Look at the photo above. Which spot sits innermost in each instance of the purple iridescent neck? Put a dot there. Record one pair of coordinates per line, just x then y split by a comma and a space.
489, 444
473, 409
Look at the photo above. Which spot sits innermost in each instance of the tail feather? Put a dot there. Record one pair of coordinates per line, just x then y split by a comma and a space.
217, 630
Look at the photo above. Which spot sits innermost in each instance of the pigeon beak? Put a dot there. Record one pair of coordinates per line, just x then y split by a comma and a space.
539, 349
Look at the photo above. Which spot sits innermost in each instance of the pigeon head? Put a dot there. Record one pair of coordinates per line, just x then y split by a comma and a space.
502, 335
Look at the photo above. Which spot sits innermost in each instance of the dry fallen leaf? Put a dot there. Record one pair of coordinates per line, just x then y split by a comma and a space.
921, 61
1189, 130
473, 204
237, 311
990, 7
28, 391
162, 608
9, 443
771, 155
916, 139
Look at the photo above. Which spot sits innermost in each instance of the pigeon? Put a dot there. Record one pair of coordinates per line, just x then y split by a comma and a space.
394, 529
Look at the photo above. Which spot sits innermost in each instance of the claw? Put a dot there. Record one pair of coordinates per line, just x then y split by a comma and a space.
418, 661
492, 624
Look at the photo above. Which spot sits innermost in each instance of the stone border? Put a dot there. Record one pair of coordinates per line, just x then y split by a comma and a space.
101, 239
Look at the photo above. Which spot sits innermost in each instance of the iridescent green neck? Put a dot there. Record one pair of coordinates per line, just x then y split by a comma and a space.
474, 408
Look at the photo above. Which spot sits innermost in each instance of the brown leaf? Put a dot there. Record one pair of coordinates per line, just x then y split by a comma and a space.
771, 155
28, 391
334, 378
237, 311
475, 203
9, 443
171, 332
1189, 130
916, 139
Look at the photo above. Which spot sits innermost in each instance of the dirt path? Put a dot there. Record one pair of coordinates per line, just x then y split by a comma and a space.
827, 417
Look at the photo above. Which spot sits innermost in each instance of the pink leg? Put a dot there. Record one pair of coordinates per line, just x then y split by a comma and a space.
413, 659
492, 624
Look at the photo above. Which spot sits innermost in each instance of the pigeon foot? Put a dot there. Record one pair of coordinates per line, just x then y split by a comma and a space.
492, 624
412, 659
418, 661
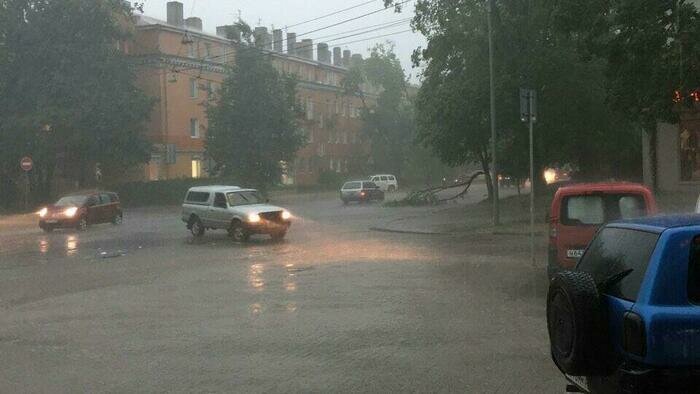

○ ○ ○

* **GOAL OF THE EXERCISE**: Reproduce all of the material above as a numbered list, leaving out any blank lines and the pictures.

* **RESULT BELOW**:
1. Look at the photo above. Which spot sits innermost in each instance of the purple iridescent neck? Put a dot there. Record one pair of coordinates per line, just x then y split by a comma and a space.
2. 489, 444
3. 473, 409
4. Look at the photo above. Which spot sits innermost in each instance of the tail feather? Put a dot there. Record one pair of coordinates per line, just x then y split by a comma and a space.
5. 217, 630
6. Look at the photo above. Which spot sits innermost in each instance of the pigeon beak? Put a dot there. Record one pair of coordinates per line, just x then y split by a comma and a space.
7. 539, 349
8. Look at the photo above. Which spot sits innermost in each instance of the pigeon head? Put a dot there. Record one pair of coordinates per line, just x then y split by a comma and a space.
9. 502, 335
10. Look at the photo above. Which spot sits innermost in each instance of the dry fallen leaf? Put a dot there. Record one pair of coordinates per line, just x then y split by a comma and a space.
11. 921, 61
12. 1189, 130
13. 473, 204
14. 237, 311
15. 990, 7
16. 28, 391
17. 162, 608
18. 9, 443
19. 771, 155
20. 916, 139
21. Look at the photo above. Which spot sits innermost in each instance of the pigeon? Put a dot there. Record one pair of coordinates per line, just x then y split by a comma and a space.
22. 394, 529
23. Look at the photo above. Which spot sits innermost in each instance of the claw? Put a dot there. Record one pair of coordinates per line, just x then y split by a comma and a space.
24. 418, 661
25. 492, 624
26. Look at the photo above. Which spot sits innermost in each instance of the stone border? Put a dot there. Record one pair of coordinates per line, just x then y split by a comma and a space.
27. 101, 239
28. Look at the photo above. Which spot sits innermost in each instance of the iridescent green neck? Put a dot there. Record one pair of coordinates per line, just x then y split by a comma and a space.
29. 474, 408
30. Look at the photo above. Which spot sits innermost in each instance of the brown leaf? Put a dot there. Record one pair of coordinates per line, just x then y split by a comma and a space.
31. 771, 155
32. 28, 391
33. 334, 378
34. 237, 311
35. 475, 203
36. 9, 443
37. 171, 332
38. 1189, 130
39. 916, 139
40. Look at the photo above. Which spot sits innermost in each instance of the dirt path? Put a dot there. Record one pair of coordinates per line, just x then y split by a comma and a space.
41. 827, 417
42. Look at the photo above. Which spot sits innermost in each instance of the pink leg? Put a dot there. Record one pair of coordinates per line, just x then y split by a comma and a space.
43. 413, 659
44. 492, 624
45. Look at the photo above. Which spot sits innermost in each instance of the pigeon foot? Put a dot there. Record one pair of coordinates per line, just x then y split by a comma and a space.
46. 492, 624
47. 412, 659
48. 418, 661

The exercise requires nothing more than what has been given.